> [Task objective]:
Repeat each of the records below verbatim, line for line.

* START Dataset rows *

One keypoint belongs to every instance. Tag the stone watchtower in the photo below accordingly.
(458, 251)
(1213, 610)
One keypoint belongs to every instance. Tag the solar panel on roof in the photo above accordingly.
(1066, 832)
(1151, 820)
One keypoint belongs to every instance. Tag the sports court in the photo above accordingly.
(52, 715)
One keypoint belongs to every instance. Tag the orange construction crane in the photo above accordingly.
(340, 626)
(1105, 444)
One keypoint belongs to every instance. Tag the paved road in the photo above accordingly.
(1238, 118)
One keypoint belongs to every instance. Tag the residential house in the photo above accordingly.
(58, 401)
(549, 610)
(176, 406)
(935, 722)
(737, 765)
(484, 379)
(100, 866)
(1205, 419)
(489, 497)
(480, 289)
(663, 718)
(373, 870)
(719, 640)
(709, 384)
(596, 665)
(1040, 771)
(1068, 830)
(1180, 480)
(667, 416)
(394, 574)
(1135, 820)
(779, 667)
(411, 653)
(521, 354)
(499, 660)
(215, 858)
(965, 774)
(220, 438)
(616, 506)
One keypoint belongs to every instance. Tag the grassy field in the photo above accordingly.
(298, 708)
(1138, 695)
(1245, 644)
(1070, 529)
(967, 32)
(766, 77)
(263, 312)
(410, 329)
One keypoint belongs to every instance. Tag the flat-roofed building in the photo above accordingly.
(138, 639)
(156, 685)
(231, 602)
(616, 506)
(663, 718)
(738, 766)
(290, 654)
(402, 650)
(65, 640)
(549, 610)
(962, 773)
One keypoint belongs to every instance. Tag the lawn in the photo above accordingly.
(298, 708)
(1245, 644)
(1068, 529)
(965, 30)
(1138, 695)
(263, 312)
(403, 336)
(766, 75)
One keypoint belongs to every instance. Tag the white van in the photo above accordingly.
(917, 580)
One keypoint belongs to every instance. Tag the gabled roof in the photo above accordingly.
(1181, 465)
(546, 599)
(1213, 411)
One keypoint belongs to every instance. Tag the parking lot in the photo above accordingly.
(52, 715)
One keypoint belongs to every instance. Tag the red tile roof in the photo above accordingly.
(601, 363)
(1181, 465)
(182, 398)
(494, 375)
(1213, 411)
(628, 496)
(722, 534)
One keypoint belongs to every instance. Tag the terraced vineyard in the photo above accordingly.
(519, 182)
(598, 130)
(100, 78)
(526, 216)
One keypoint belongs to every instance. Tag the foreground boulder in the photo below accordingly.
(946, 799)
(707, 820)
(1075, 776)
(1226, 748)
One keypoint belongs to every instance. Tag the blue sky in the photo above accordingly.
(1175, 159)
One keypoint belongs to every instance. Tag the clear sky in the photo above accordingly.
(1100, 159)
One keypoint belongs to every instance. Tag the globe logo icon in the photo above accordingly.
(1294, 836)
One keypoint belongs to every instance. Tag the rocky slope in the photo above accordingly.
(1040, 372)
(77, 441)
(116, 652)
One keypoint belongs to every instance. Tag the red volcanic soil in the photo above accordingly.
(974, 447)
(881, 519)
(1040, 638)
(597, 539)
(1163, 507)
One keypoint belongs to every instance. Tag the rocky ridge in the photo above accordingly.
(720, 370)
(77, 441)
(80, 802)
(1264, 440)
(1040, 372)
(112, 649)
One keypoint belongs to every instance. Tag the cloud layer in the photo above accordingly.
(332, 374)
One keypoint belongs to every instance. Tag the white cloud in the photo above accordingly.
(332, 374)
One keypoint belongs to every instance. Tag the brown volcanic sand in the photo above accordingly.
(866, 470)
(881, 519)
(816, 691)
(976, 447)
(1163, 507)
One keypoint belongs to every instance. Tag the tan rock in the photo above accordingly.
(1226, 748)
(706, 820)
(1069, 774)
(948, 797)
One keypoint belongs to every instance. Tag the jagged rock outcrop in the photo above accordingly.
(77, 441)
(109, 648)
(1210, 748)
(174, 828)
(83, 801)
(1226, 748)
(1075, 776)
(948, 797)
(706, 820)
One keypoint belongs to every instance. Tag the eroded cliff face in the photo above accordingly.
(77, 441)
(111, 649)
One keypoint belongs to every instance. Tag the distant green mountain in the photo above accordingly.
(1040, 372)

* END Dataset rows *

> [Answer to the task]:
One keypoint belongs to every instance. Tag the stone watchtower in the photo below accordingly.
(458, 251)
(1213, 610)
One keypoint belongs to every instance. Tag the solar panel on roof in the photo above accordingly.
(1066, 832)
(1151, 820)
One keypoint belongs to every instance. Tag the sports court in the photo above accordingly.
(52, 715)
One keypoint belongs to every instance. Tag the orange construction crane in the photo above accordingly.
(340, 626)
(1105, 444)
One keypoint belongs to every instance. Tag the paved road in the photo above accordingly.
(1238, 118)
One keypoint belongs to every instance. Tag the residential house in the photo above accordingly.
(58, 401)
(549, 610)
(176, 406)
(935, 722)
(737, 765)
(484, 379)
(100, 866)
(1205, 419)
(489, 497)
(480, 289)
(663, 718)
(373, 870)
(719, 640)
(709, 384)
(596, 665)
(1040, 771)
(1068, 830)
(1180, 480)
(667, 416)
(394, 574)
(1135, 820)
(779, 667)
(411, 653)
(521, 354)
(499, 660)
(215, 858)
(965, 774)
(220, 438)
(616, 506)
One keypoint belongs to every instance. Tag the grassy field in the photo above accordingly.
(298, 708)
(1138, 695)
(1245, 644)
(1070, 529)
(967, 32)
(766, 77)
(263, 312)
(410, 329)
One keypoint belongs to every instance. Tag the flat-roofed building in the photo above accordingly.
(138, 639)
(156, 685)
(231, 602)
(616, 506)
(663, 718)
(738, 766)
(290, 654)
(402, 650)
(65, 640)
(549, 610)
(962, 773)
One keypoint belongs to every instance. Tag the lawn in the photo above accordingly.
(298, 708)
(1245, 644)
(1068, 529)
(965, 30)
(1138, 695)
(263, 312)
(403, 336)
(766, 75)
One keypoint belongs to every instance. Tag the white van in the photo above accordingly.
(917, 580)
One keypoint belongs to every instance. Tag the gabled roof in the photo above accordingly.
(1181, 465)
(546, 599)
(1213, 411)
One keypoint belongs to every instance. Tag the parking lot in the photo above accordingly.
(52, 715)
One keypoint belongs to every instance. Tag the red tile roof in the photo above accordingly.
(601, 363)
(1181, 465)
(182, 398)
(494, 375)
(1213, 411)
(628, 496)
(722, 534)
One keypoint belongs to every instance. Tag the terraced vineyard in the photo above accordingly.
(519, 182)
(598, 130)
(100, 78)
(526, 216)
One keypoint belongs to every instance. Tag the foreground boulder in the photo below accordingly.
(946, 799)
(707, 820)
(1075, 776)
(1226, 748)
One keypoint belongs to every instance. Tag the blue sky in the photo above accordingly.
(1175, 159)
One keypoint belongs to every instance. Tag the clear sky in the photo above accordingly.
(1100, 159)
One keypoint belongs to every instance. Tag the globe logo icon in the photo above accordingly.
(1294, 836)
One keypoint belongs to every instance. Tag the rocky slope in the photo above accordingly.
(1040, 372)
(77, 441)
(116, 652)
One keypoint belongs to every instance. Tag the red volcanic soil in the photo above accordingly.
(974, 447)
(881, 519)
(1040, 638)
(597, 539)
(1163, 507)
One keypoint belongs to every instance. Tag the rocky ridge in the photo above accordingly.
(720, 370)
(77, 441)
(80, 802)
(1264, 440)
(1040, 372)
(112, 649)
One keypoint belongs to every instance. Tag the cloud layer in the photo above accordingly.
(332, 374)
One keypoint belongs to every instance. Tag the white cloud in the photo above accordingly.
(332, 374)
One keypoint belongs to every instance. Tag the brown volcanic sand in the photo above accordingly.
(866, 470)
(881, 519)
(816, 691)
(976, 447)
(1163, 507)
One keypoint belongs to every instance. Tag the tan rock in the photo above accordingly.
(1226, 748)
(706, 820)
(1069, 774)
(948, 797)
One keypoint belongs to every instance. Tag the jagged rock outcrop in the photo above accordingly.
(77, 441)
(109, 648)
(1210, 748)
(174, 828)
(83, 801)
(1226, 748)
(1075, 776)
(948, 797)
(706, 820)
One keypoint belongs to every instance. Tag the eroded cliff face in the photo above accordingly.
(77, 441)
(111, 649)
One keypoint belongs to every instance. Tag the distant green mountain in the photo above accordingly.
(1040, 372)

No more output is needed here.